[Start of section]

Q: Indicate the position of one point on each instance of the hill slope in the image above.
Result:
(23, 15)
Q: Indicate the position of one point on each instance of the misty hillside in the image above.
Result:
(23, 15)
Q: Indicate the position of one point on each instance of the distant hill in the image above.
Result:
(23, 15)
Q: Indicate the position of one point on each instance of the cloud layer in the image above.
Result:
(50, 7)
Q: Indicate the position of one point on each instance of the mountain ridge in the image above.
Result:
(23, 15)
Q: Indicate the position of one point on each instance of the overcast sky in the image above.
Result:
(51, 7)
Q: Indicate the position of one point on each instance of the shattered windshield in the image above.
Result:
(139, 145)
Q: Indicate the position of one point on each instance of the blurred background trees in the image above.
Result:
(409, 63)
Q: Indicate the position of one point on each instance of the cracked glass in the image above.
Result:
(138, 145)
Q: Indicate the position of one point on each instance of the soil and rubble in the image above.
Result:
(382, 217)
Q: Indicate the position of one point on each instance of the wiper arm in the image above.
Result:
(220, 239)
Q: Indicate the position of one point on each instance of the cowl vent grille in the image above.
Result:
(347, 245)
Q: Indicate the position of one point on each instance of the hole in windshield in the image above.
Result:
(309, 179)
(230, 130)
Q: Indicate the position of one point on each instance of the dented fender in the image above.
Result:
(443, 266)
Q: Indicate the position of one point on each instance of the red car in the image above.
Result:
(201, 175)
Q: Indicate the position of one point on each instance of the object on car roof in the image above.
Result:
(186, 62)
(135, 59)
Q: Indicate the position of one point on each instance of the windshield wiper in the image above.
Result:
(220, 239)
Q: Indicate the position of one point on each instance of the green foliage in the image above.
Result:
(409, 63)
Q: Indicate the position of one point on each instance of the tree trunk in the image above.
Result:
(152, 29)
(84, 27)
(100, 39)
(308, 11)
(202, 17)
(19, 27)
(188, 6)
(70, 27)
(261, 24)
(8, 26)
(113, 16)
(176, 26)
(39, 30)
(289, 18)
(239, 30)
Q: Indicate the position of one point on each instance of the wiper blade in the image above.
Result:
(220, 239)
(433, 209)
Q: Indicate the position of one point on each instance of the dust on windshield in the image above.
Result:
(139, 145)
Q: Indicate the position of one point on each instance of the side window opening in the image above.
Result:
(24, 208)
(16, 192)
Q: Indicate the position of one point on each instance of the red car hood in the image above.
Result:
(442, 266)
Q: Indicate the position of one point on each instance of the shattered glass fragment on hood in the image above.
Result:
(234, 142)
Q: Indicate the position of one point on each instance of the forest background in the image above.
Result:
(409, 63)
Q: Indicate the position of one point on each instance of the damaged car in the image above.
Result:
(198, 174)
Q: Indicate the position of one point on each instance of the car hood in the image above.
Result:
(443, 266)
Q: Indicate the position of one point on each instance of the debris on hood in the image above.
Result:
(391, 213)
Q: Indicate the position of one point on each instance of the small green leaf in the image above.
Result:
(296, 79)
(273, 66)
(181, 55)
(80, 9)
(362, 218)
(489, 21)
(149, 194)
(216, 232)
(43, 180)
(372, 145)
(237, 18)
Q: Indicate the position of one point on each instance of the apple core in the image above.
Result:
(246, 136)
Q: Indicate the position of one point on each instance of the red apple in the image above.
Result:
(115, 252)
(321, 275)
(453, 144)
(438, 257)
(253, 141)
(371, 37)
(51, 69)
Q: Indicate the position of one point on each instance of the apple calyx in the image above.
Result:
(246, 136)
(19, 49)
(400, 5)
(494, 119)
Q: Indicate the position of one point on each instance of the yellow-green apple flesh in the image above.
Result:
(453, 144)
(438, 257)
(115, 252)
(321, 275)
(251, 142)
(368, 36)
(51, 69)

[End of section]

EXERCISE INSTRUCTIONS >> Set down the entries again exactly as they are.

FINAL ANSWER >>
Q: Indicate the position of one point on each instance of the hill slope in the image above.
Result:
(23, 15)
Q: Indicate the position of one point on each instance of the misty hillside in the image above.
Result:
(23, 15)
Q: Indicate the position of one point on each instance of the distant hill in the image above.
Result:
(23, 15)
Q: Indicate the position of one point on each instance of the cloud layer in the image above.
Result:
(50, 7)
Q: Indicate the position of one point on each instance of the mountain ridge in the image above.
Result:
(23, 15)
Q: Indicate the position of one point on each instance of the overcast sky in the image above.
Result:
(51, 7)
Q: Indicate the position of one point on each instance of the shattered windshield in the image above.
Result:
(139, 145)
Q: Indicate the position of one point on each instance of the blurred background trees in the image above.
Result:
(409, 63)
Q: Indicate the position of one point on each instance of the cracked glass in the image above.
Result:
(138, 145)
Q: Indicate the position of one point on each instance of the soil and rubble in the image above.
Result:
(382, 217)
Q: Indicate the position of one point on each instance of the wiper arm in the image above.
Result:
(220, 239)
Q: Indicate the position of one point on each instance of the cowl vent grille in the image above.
Result:
(347, 245)
Q: Indicate the position of one point on each instance of the hole in windshield in the image above.
Result:
(309, 179)
(230, 130)
Q: Indicate the position of one point on each instance of the dented fender in the image above.
Result:
(443, 266)
Q: Indicate the position of one point on each instance of the red car in the image above.
Result:
(201, 175)
Q: Indicate the position of one point on each instance of the object on car roof in the image above.
Result:
(186, 62)
(135, 59)
Q: Indicate the position of one point on each instance of the windshield wiper in the image above.
Result:
(220, 239)
Q: Indicate the position of one point on each instance of the green foliage in the image above.
Result:
(409, 63)
Q: Indicate the position of one point on each instance of the tree trunk in the image above.
Result:
(152, 29)
(84, 27)
(100, 39)
(308, 11)
(202, 17)
(19, 27)
(188, 6)
(70, 27)
(261, 24)
(8, 26)
(113, 16)
(176, 26)
(39, 30)
(289, 18)
(239, 30)
Q: Indicate the position of one point on each instance of the wiper blade in the image above.
Result:
(220, 239)
(433, 209)
Q: Indicate the position of one point on each instance of the dust on windshield in the image above.
Result:
(139, 145)
Q: Indicate the position of one point on each instance of the side window opening in the image above.
Result:
(24, 208)
(16, 192)
Q: Indicate the position of one point on each instance of the red car hood in the image above.
Result:
(442, 266)
Q: Indicate the position of one point on each instance of the shattered glass fragment on hood in the image above.
Result:
(234, 142)
Q: Indicate the position of one point on each instance of the forest background in the image above.
Result:
(409, 63)
Q: Indicate the position of one point on each instance of the damaged car in the image above.
Result:
(198, 174)
Q: Indicate the position of one point on each instance of the car hood in the image above.
Result:
(443, 266)
Q: Indicate the position of one point on each instance of the debris on hood in the image above.
Result:
(391, 213)
Q: Indicate the position of one point on each instance of the small green leaf in the image above.
Result:
(296, 79)
(273, 66)
(181, 55)
(80, 9)
(362, 218)
(489, 21)
(149, 194)
(216, 232)
(43, 180)
(372, 145)
(237, 18)
Q: Indicate the position of one point on each instance of the apple core in the image above.
Result:
(246, 136)
Q: Indicate the position of one point on each instance of the red apple in the image above.
Result:
(115, 252)
(321, 275)
(453, 144)
(438, 257)
(253, 141)
(371, 37)
(51, 69)
Q: Indicate the position of one point on each instance of the apple calyx in the image above.
Result:
(246, 136)
(19, 49)
(400, 5)
(494, 119)
Q: Indicate the position of one point on each instance of the yellow-green apple flesh in the image above.
Result:
(453, 144)
(438, 257)
(115, 252)
(321, 275)
(251, 142)
(368, 36)
(51, 69)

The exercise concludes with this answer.